_Aim of the task_
Locate every line in the rows below that contains the string "Target" and copy each such line. Case counts.

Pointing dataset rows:
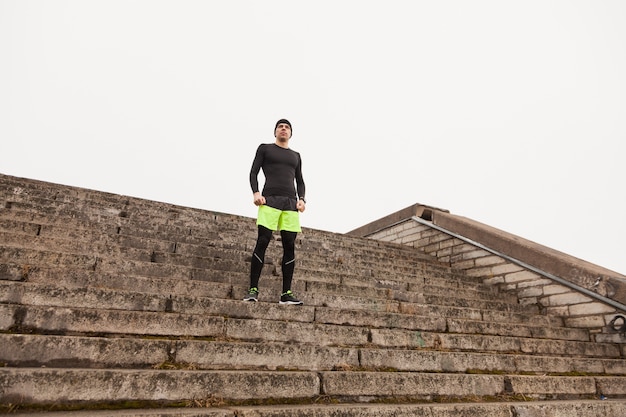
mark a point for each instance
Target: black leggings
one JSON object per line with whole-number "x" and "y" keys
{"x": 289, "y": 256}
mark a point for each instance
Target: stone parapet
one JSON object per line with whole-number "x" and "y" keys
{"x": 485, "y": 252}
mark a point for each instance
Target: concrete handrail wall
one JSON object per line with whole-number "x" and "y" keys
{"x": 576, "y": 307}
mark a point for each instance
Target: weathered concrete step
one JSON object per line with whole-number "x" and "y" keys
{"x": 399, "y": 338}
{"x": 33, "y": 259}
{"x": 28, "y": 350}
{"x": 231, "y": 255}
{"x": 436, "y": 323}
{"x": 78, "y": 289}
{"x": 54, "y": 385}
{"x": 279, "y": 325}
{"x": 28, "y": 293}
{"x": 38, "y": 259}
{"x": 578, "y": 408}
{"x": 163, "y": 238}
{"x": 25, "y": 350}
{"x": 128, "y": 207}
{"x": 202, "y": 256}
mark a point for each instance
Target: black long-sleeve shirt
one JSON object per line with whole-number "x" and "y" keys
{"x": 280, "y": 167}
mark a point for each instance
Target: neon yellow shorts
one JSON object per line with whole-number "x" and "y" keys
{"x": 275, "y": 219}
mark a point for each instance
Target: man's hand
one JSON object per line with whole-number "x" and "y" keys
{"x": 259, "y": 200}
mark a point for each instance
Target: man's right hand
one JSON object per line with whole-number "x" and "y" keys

_Result_
Target: black leggings
Target: stone parapet
Target: concrete handrail wall
Target: weathered concrete step
Target: black long-sleeve shirt
Target: neon yellow shorts
Target: man's hand
Target: man's right hand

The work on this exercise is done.